* **Aim of the task**
A word-for-word copy of the whole listing is the required answer.

* **Input material**
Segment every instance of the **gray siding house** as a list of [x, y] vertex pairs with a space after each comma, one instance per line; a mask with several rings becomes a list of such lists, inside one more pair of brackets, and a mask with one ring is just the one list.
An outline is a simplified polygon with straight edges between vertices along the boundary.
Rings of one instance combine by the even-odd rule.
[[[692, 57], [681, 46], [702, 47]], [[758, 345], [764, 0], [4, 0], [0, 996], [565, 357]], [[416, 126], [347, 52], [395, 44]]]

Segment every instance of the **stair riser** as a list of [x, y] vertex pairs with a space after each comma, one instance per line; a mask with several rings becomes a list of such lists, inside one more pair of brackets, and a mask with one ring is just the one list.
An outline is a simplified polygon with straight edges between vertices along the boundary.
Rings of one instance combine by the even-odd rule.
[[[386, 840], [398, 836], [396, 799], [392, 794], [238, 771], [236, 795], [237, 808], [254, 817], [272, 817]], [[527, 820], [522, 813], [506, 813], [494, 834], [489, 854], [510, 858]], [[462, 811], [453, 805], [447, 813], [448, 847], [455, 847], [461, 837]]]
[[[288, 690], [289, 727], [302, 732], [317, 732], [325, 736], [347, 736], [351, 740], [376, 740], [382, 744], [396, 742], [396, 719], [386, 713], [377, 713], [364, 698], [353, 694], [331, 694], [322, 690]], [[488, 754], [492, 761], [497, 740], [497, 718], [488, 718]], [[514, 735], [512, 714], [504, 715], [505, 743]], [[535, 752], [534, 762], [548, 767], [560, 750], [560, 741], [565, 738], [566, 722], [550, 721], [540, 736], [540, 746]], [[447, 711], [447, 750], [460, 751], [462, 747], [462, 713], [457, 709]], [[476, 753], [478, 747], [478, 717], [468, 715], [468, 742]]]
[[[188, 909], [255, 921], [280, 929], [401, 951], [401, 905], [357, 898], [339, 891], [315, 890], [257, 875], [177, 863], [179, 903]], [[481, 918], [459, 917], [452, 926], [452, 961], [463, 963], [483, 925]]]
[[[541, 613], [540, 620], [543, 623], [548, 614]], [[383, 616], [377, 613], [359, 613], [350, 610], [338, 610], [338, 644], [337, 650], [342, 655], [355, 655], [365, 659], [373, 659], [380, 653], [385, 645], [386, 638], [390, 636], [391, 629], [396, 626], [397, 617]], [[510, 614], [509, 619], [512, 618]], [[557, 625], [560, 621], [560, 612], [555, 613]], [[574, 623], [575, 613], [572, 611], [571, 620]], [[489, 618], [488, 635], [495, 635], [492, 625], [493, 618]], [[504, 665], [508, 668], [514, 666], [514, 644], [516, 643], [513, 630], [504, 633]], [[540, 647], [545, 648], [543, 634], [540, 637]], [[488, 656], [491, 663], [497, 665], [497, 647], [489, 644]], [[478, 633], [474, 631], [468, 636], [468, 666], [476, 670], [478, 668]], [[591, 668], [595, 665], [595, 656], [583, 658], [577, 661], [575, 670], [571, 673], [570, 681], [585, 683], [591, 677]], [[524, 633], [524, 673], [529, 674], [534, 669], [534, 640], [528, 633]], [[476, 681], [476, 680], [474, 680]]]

* **Written answer**
Segment every instance of the **gray siding house** as a list of [x, y] vertex pairs with a space after each comma, one instance per line; a mask with several rings becomes a list of such lists, inside one more pair of brackets, and a mask with one ring is just the one list.
An outline is a simplified polygon with straight edges between vertices along the boundary.
Rings of one instance combine by the even-odd rule.
[[[692, 57], [681, 46], [702, 47]], [[758, 345], [764, 0], [4, 0], [0, 996], [565, 357]], [[416, 126], [347, 52], [395, 44]]]

Segment every instance of the **stair riser** as a list of [x, y] vertex pairs with a space after each comma, one instance per line; a mask with several rings becomes a list of such lists, inside one more pair of brackets, and a mask with one ring is just the one list.
An outline is a simplified polygon with straight edges between vertices along the boundary.
Rings of one instance combine by the even-odd rule.
[[[386, 840], [398, 836], [396, 799], [392, 794], [238, 771], [236, 795], [237, 808], [254, 817], [272, 817]], [[527, 820], [522, 813], [506, 813], [494, 834], [489, 854], [510, 858]], [[462, 811], [453, 805], [447, 813], [448, 847], [455, 847], [461, 837]]]
[[[288, 690], [289, 727], [302, 732], [317, 732], [325, 736], [347, 736], [351, 740], [376, 740], [382, 744], [396, 742], [396, 719], [386, 713], [377, 713], [364, 698], [353, 694], [331, 694], [322, 690]], [[488, 754], [492, 761], [497, 740], [497, 718], [488, 718]], [[514, 735], [512, 714], [504, 715], [505, 743]], [[535, 752], [534, 762], [548, 767], [560, 750], [560, 741], [565, 738], [566, 722], [550, 721], [540, 736], [540, 746]], [[447, 711], [447, 750], [460, 751], [462, 747], [462, 713], [457, 709]], [[476, 753], [478, 747], [478, 717], [468, 715], [468, 742]]]
[[[188, 909], [255, 921], [280, 929], [401, 951], [401, 905], [357, 898], [339, 891], [315, 890], [257, 875], [177, 863], [179, 903]], [[481, 918], [459, 917], [452, 926], [452, 961], [463, 963], [483, 925]]]
[[[541, 613], [540, 620], [543, 623], [548, 614]], [[383, 616], [377, 613], [359, 613], [350, 610], [338, 610], [338, 644], [337, 650], [342, 655], [355, 655], [365, 659], [373, 659], [380, 653], [385, 645], [386, 638], [390, 636], [391, 629], [396, 626], [397, 617]], [[510, 614], [509, 619], [512, 618]], [[557, 625], [560, 621], [560, 612], [555, 613]], [[574, 623], [575, 613], [572, 611], [571, 620]], [[489, 618], [488, 635], [495, 635], [492, 625], [493, 618]], [[504, 665], [508, 668], [514, 666], [514, 644], [516, 643], [513, 630], [504, 633]], [[540, 647], [545, 648], [543, 634], [540, 637]], [[488, 656], [491, 663], [497, 665], [497, 647], [489, 644]], [[478, 633], [474, 631], [468, 636], [468, 666], [476, 670], [478, 668]], [[591, 668], [595, 665], [595, 656], [583, 658], [577, 661], [575, 670], [571, 673], [570, 681], [585, 683], [591, 677]], [[524, 633], [524, 673], [529, 674], [534, 669], [534, 640], [528, 633]], [[476, 681], [476, 680], [474, 680]]]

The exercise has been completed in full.